> **Verilen görev**:
Bayramlarla ilgili yazının "Tüm Yazıları" ile başlayıp "merasimi yaptıkları bilinmektedir." ile biten kısmını, "Türk kavimleri" ifadesini "Türk boyları" ile değiştirerek yeniden yaz.
::: Belge bölümü :::
Doğan Heper

Doğan Heper

dheper@milliyet.com.tr

Tüm Yazıları
Haberin Devamı

ÇOK eskilerden beri her toplum, yılın bazı günlerine önem vermiş, bunu çeşitli şekillerde kutlamış. Dini ve milli bakımdan önemli olan, milletçe her yıl kutlanan bu günlere, çeşitli isimler verilmiş.
İslamiyet'ten sonra bu sevinçli, neşeli günler için bayram manasına gelen "ıyd" kelimesi kullanılmış.
İslamiyet'ten önce Türk kavimleri, devletleri de kendi inanç, örf ve adetlerine göre belli günleri kendileri için kutsal kabul etmişler ve bu günleri çeşitli merasimlerle kutlamışlar.
Dede Korkut Hikayeleri'nde, hanların başa geçmelerini, doğum ve zaferlerini kutlamak için toplandıkları, şölenler tertip ettikleri, ölümleri için yuğ, yani yas merasimi yaptıkları bilinmektedir.
İslamiyet'te bayramlar ikidir.
Birincisi, arabi aylardan Şevval ayının birinci günü Ramazan Bayramı, ikincisi, Zilhicce ayının onuncu günü Kurban Bayramı'dır. Ramazan Bayramı üç gün, Kurban Bayramı ise dört gündür.
::: Sağlanan satırlar :::
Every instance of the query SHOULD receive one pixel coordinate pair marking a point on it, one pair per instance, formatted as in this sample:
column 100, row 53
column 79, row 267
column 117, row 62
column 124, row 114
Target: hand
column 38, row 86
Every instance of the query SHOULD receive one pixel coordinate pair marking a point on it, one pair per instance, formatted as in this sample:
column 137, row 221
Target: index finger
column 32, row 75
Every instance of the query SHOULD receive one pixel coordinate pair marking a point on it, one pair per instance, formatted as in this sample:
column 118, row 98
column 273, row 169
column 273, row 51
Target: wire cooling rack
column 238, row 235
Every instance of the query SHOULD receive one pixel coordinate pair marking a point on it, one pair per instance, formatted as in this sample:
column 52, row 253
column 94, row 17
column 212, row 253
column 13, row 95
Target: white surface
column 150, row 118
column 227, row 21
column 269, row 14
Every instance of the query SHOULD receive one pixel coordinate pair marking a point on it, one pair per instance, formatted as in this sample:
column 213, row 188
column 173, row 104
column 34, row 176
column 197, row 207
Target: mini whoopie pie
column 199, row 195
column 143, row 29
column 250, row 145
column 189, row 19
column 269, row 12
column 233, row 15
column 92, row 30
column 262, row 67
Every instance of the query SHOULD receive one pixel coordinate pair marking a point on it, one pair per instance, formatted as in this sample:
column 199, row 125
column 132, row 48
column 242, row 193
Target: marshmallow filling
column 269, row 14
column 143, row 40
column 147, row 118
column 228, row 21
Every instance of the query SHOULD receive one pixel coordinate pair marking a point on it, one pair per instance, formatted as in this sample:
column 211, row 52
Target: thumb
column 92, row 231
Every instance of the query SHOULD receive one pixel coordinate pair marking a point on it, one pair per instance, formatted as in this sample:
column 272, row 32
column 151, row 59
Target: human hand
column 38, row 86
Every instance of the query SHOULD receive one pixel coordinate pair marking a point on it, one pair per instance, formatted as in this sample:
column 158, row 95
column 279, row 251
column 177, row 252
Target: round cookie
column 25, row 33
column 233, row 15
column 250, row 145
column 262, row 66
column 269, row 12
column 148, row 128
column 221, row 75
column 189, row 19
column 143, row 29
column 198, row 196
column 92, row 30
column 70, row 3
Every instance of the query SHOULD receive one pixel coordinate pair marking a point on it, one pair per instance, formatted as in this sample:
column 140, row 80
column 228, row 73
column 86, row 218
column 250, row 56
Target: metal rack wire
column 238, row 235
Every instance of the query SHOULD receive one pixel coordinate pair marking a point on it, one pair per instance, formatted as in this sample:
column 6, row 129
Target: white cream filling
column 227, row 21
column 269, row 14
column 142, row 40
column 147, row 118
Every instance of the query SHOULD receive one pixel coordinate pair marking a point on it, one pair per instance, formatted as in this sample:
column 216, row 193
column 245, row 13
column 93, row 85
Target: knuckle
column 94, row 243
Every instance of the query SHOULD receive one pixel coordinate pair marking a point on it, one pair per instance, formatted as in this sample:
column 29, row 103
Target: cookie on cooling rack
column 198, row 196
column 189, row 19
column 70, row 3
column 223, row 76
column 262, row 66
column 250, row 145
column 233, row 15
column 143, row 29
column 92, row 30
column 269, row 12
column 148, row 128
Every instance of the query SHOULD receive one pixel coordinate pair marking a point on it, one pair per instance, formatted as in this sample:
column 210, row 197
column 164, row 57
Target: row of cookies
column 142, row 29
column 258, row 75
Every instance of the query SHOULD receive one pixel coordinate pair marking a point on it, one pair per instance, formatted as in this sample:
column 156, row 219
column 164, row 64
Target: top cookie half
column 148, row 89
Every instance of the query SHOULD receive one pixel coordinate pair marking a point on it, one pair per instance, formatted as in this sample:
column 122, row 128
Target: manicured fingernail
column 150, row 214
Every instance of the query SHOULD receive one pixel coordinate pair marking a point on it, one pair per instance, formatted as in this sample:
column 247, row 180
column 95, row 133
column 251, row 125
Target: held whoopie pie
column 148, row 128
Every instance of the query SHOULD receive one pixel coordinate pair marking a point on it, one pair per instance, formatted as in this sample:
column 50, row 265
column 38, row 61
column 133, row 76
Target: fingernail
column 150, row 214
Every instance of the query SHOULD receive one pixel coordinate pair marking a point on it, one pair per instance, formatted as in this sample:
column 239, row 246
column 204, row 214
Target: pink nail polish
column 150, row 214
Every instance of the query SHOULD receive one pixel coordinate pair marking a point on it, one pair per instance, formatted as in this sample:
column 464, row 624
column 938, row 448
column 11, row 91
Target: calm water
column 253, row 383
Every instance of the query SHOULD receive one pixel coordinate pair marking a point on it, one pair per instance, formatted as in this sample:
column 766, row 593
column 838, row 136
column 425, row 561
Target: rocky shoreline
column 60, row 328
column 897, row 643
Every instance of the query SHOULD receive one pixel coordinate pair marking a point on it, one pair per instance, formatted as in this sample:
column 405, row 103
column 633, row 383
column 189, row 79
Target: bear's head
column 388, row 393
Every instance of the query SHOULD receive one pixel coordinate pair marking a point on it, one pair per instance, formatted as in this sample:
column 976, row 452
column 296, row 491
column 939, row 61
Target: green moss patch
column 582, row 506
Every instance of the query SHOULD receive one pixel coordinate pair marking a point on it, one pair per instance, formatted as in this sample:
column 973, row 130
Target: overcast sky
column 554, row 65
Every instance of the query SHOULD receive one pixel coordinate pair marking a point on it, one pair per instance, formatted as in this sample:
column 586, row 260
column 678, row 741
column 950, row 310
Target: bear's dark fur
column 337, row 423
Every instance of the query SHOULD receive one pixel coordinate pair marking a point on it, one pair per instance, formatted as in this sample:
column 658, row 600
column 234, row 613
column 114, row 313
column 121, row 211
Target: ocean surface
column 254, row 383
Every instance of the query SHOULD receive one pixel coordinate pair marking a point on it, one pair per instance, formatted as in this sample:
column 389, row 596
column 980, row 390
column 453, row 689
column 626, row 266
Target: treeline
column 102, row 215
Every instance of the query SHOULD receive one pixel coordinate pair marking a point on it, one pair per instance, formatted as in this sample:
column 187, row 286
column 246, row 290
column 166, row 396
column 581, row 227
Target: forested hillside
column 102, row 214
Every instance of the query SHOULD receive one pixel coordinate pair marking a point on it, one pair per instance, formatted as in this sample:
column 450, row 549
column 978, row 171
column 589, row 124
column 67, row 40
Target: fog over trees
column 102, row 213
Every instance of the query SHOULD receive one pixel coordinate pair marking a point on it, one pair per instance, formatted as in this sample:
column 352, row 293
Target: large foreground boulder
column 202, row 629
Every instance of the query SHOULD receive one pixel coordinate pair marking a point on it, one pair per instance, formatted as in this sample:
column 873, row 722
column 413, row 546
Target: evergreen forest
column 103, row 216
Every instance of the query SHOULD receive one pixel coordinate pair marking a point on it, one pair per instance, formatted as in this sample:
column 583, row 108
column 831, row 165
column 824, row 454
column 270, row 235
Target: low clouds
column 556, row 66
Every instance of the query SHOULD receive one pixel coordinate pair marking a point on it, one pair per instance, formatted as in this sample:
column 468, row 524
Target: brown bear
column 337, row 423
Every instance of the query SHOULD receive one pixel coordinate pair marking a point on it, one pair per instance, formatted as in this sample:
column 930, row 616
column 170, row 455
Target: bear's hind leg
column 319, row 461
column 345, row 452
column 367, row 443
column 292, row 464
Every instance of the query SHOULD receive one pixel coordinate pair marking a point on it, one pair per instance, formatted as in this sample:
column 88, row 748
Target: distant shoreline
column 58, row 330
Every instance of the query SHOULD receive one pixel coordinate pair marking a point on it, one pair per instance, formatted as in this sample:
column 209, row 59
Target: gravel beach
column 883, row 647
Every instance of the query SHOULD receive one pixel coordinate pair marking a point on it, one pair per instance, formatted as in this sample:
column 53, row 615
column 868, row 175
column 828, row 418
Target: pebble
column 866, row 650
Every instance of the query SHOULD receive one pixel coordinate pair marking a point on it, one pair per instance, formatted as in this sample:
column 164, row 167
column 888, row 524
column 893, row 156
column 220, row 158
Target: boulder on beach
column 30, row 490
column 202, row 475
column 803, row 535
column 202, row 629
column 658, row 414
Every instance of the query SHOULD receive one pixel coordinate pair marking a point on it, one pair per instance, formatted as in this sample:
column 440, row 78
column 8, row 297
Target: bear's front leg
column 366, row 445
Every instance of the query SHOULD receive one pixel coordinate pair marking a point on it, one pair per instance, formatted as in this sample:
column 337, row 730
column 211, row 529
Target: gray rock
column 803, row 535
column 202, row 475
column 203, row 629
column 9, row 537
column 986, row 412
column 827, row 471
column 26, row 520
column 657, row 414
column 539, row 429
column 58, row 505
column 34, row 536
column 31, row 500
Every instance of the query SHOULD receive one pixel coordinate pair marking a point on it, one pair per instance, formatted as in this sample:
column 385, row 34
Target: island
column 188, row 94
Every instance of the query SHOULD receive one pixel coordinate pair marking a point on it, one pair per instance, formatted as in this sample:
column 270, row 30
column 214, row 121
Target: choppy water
:::
> **Yanıt aşağıda**:
Tüm Yazıları
Haberin Devamı

ÇOK eskilerden beri her toplum, yılın bazı günlerine önem vermiş, bunu çeşitli şekillerde kutlamış. Dini ve milli bakımdan önemli olan, milletçe her yıl kutlanan bu günlere, çeşitli isimler verilmiş.
İslamiyet'ten sonra bu sevinçli, neşeli günler için bayram manasına gelen "ıyd" kelimesi kullanılmış.
İslamiyet'ten önce Türk boyları, devletleri de kendi inanç, örf ve adetlerine göre belli günleri kendileri için kutsal kabul etmişler ve bu günleri çeşitli merasimlerle kutlamışlar.
Dede Korkut Hikayeleri'nde, hanların başa geçmelerini, doğum ve zaferlerini kutlamak için toplandıkları, şölenler tertip ettikleri, ölümleri için yuğ, yani yas merasimi yaptıkları bilinmektedir.